What this task involves. Copy each line of the entries that includes the word "savanna".

(Natural-language object grounding data)
******************************

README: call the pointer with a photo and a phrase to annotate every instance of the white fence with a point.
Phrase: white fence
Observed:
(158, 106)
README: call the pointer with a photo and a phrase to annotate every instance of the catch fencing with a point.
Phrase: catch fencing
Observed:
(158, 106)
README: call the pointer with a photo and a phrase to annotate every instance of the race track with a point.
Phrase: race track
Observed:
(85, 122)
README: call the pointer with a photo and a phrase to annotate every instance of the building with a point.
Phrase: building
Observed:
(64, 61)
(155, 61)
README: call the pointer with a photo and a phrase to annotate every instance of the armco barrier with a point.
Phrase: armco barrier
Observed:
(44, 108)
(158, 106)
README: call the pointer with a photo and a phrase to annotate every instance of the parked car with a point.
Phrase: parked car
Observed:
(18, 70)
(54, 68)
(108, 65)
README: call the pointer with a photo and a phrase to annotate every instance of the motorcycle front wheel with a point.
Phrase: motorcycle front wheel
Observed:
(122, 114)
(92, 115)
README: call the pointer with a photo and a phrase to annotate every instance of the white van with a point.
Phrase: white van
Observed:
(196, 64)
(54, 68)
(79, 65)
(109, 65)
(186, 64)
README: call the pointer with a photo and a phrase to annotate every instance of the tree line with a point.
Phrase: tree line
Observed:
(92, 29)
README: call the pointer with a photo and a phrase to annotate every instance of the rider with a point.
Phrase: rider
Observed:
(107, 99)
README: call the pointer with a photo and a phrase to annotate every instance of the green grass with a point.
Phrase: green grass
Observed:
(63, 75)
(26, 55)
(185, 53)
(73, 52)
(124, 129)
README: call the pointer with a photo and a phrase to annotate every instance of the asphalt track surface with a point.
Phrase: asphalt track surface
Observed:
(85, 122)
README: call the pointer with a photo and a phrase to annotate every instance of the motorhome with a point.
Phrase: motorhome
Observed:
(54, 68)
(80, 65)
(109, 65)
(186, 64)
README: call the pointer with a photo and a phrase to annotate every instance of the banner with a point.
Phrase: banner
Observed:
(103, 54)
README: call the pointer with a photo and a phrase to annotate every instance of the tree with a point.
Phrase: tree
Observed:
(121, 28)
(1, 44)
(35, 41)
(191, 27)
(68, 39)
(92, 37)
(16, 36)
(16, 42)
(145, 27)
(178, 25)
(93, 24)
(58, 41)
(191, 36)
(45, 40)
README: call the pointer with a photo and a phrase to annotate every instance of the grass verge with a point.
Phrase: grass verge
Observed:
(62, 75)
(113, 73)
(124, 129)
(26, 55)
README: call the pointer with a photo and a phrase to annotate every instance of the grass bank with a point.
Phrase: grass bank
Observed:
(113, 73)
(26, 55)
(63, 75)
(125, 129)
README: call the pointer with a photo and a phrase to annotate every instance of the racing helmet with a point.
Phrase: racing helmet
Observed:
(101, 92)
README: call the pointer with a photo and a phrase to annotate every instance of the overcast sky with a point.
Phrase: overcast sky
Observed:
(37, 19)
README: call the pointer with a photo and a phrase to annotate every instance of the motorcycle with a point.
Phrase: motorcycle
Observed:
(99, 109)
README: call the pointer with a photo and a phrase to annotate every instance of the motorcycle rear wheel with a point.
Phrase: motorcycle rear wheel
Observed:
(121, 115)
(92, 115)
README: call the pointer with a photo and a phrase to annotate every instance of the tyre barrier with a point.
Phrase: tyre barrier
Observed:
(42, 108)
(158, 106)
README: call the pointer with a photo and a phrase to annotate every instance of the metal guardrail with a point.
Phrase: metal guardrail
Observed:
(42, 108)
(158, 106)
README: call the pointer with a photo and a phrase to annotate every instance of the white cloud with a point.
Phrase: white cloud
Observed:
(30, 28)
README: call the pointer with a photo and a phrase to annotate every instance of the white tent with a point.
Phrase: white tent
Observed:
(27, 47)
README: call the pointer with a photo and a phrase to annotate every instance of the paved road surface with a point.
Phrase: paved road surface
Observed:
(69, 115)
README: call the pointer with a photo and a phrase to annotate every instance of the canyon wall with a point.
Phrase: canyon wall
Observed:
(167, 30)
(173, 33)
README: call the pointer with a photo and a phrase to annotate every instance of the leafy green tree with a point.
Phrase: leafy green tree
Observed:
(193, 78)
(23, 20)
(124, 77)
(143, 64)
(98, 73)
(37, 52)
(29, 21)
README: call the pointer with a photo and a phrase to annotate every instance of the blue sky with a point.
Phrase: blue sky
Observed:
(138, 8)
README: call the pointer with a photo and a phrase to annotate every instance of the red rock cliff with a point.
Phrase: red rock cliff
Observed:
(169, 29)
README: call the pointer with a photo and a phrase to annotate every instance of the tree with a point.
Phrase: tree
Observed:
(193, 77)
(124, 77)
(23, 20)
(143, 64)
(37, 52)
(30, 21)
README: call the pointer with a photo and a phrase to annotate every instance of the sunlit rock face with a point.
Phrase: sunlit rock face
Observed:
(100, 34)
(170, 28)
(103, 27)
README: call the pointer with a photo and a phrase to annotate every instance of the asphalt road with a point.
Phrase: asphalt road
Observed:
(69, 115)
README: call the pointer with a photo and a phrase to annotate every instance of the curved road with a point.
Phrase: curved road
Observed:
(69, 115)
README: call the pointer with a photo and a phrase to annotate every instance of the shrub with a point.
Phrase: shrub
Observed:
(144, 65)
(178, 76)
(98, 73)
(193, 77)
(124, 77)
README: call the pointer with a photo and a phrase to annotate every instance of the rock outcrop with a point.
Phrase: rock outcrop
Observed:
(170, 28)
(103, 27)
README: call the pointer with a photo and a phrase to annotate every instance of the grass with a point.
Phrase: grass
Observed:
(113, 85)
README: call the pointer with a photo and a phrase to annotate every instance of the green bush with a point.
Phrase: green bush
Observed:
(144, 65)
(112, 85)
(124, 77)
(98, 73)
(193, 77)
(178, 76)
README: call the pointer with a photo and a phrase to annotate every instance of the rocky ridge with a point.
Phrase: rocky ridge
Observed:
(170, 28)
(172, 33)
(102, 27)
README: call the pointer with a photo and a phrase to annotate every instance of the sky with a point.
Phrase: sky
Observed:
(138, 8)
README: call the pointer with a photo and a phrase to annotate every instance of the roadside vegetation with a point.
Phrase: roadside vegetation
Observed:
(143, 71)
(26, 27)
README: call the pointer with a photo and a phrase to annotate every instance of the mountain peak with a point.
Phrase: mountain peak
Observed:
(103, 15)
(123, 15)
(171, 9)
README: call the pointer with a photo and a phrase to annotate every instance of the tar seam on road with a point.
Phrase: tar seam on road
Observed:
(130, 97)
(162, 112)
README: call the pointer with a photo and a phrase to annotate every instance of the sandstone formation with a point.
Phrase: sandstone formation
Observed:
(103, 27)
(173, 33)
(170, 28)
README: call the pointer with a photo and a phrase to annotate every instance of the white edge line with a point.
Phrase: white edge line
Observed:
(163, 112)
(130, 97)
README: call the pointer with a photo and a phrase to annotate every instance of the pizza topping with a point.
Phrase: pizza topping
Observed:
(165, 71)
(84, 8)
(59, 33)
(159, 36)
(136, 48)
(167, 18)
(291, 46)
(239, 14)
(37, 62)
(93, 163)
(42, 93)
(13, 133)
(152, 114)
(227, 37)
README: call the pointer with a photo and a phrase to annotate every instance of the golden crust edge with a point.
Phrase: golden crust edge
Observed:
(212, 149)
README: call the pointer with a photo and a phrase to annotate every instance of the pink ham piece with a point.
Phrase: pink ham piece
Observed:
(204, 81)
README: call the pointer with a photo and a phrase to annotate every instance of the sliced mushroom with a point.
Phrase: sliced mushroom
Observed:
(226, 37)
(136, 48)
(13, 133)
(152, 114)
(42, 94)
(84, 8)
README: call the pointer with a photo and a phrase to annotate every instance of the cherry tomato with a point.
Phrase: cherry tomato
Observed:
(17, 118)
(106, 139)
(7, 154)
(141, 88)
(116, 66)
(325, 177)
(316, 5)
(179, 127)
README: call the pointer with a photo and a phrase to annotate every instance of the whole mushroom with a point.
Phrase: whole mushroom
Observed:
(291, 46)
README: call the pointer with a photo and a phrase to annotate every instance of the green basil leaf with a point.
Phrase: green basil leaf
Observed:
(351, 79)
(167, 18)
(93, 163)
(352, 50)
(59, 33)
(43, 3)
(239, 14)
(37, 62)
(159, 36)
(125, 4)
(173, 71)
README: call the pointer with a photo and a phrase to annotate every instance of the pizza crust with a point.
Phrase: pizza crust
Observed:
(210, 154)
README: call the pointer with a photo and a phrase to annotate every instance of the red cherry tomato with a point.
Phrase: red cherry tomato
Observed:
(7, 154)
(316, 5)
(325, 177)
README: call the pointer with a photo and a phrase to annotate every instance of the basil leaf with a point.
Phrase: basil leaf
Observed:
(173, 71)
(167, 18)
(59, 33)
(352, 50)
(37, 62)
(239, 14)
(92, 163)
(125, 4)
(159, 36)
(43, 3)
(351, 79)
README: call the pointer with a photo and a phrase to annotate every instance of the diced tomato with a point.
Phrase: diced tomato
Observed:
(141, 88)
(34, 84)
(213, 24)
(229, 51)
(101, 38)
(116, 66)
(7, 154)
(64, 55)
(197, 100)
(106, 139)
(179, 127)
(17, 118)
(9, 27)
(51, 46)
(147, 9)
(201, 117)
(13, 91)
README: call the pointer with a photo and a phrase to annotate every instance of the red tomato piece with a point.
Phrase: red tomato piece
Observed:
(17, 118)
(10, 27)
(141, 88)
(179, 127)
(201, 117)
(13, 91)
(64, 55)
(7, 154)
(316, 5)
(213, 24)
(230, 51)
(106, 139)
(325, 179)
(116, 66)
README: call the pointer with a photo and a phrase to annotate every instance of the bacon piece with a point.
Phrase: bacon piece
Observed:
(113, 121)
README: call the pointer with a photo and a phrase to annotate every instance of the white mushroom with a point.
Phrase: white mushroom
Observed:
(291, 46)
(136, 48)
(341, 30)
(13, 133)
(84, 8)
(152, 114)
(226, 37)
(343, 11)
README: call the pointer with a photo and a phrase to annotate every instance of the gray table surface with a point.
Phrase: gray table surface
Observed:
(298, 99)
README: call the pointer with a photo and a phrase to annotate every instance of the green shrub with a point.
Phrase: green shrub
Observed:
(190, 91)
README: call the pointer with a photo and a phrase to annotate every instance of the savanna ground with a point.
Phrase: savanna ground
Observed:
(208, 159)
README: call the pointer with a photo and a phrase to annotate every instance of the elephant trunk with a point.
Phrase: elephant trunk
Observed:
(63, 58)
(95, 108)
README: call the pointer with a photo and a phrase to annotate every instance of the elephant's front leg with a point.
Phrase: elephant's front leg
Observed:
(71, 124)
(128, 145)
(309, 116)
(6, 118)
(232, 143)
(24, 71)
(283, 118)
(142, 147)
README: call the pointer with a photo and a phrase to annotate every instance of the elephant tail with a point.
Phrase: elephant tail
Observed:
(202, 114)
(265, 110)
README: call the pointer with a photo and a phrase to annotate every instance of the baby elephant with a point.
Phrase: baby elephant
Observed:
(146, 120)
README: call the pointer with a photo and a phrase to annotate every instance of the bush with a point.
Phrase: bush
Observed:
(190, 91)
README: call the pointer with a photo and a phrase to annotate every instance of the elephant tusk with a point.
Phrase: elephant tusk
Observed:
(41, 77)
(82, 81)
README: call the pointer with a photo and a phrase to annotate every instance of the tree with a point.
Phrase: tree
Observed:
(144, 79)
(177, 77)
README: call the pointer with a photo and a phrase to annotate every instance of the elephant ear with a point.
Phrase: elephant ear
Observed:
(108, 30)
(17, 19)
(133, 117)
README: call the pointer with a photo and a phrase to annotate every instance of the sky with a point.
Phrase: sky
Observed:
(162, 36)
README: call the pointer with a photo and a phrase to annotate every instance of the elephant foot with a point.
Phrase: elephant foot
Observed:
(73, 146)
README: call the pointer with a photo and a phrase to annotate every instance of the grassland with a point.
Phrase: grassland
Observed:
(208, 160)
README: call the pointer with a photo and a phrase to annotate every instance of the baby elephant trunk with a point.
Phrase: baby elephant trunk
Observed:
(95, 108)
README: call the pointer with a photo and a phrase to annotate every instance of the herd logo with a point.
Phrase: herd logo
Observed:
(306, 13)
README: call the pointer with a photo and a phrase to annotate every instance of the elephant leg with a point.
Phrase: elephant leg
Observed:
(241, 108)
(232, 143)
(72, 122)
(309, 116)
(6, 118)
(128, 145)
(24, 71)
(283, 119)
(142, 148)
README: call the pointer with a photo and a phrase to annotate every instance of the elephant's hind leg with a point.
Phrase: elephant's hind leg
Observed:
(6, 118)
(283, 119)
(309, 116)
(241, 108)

******************************

Task answer.
README: call the pointer with a photo and a phrase to annotate every instance of the savanna ground with a point.
Phrase: savanna ground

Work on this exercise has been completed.